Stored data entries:
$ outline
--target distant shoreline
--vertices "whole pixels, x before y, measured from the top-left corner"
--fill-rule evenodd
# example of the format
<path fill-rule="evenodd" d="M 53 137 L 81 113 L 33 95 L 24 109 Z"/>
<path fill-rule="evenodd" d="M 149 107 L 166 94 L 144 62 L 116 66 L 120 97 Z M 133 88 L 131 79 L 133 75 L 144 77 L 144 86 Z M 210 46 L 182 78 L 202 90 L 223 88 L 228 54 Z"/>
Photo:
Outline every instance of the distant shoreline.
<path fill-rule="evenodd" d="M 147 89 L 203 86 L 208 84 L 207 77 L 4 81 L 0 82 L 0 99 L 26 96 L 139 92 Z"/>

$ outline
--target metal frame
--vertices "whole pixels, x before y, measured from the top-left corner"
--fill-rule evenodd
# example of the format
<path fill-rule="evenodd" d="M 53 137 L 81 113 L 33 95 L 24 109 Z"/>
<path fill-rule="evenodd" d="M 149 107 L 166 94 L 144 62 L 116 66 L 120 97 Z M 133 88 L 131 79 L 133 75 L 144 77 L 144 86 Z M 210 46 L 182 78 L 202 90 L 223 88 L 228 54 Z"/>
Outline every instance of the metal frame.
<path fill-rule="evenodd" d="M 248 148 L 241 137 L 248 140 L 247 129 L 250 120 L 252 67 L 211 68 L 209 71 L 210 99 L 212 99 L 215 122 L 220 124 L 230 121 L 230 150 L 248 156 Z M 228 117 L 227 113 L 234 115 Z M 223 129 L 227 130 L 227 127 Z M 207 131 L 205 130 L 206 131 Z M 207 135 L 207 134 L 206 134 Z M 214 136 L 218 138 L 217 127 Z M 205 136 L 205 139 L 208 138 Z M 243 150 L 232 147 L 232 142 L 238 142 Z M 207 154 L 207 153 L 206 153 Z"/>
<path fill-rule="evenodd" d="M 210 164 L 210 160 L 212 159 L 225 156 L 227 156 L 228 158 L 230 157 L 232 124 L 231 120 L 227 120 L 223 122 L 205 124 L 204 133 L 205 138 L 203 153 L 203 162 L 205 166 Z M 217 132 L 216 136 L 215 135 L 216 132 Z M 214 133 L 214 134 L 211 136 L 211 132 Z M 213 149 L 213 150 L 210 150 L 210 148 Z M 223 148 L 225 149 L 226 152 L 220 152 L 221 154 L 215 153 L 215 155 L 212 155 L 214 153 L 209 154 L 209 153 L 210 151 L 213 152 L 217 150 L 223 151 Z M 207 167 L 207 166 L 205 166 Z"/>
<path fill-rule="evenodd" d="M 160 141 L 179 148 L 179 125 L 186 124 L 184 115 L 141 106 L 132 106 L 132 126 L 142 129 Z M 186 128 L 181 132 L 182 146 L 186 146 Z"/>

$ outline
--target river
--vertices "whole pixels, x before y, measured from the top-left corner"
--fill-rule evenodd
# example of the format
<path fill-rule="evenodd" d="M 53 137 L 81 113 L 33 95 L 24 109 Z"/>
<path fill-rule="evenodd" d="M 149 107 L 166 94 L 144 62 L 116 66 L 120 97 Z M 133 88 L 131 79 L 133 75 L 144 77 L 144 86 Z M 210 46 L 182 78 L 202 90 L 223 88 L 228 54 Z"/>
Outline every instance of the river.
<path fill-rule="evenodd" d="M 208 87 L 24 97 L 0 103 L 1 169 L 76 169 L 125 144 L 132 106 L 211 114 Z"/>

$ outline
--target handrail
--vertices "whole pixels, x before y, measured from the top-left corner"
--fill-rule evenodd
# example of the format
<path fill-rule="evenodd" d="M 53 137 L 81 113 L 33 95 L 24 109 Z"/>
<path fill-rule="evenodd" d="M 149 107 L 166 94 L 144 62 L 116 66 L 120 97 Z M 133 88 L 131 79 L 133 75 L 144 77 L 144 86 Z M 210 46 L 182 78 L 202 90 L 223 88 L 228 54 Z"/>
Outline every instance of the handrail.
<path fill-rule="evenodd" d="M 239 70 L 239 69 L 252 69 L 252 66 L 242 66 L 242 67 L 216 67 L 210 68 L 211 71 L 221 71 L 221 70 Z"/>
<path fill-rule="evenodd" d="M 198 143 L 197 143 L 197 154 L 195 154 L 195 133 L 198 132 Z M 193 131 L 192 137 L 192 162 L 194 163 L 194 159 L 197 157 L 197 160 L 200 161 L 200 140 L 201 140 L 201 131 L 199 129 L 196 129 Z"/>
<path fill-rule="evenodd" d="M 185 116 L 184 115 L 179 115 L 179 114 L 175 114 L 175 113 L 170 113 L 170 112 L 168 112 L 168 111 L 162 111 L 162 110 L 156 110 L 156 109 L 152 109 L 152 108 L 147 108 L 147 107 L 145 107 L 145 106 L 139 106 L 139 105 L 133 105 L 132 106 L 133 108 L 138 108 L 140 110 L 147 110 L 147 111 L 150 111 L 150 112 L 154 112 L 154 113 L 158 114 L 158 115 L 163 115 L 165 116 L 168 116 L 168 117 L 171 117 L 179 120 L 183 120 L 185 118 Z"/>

*TASK STATEMENT:*
Can you edit the data from its start through the line containing "147 89 L 203", putting "far shoreline" wherever "distant shoreline" appears and leaving everything else unchanged?

*EXERCISE RESULT:*
$ outline
--target far shoreline
--vertices "whole pixels, x before y, measured from the top-left corner"
--fill-rule evenodd
# example of the format
<path fill-rule="evenodd" d="M 53 137 L 81 113 L 33 95 L 24 109 Z"/>
<path fill-rule="evenodd" d="M 149 107 L 166 94 L 144 62 L 116 66 L 120 97 Z M 133 88 L 131 79 L 133 75 L 144 77 L 144 86 Z M 210 46 L 182 78 L 202 90 L 223 88 L 228 54 Z"/>
Photo:
Outline every instance of the far shoreline.
<path fill-rule="evenodd" d="M 147 89 L 203 86 L 208 84 L 207 77 L 4 81 L 0 82 L 0 99 L 26 96 L 139 92 Z"/>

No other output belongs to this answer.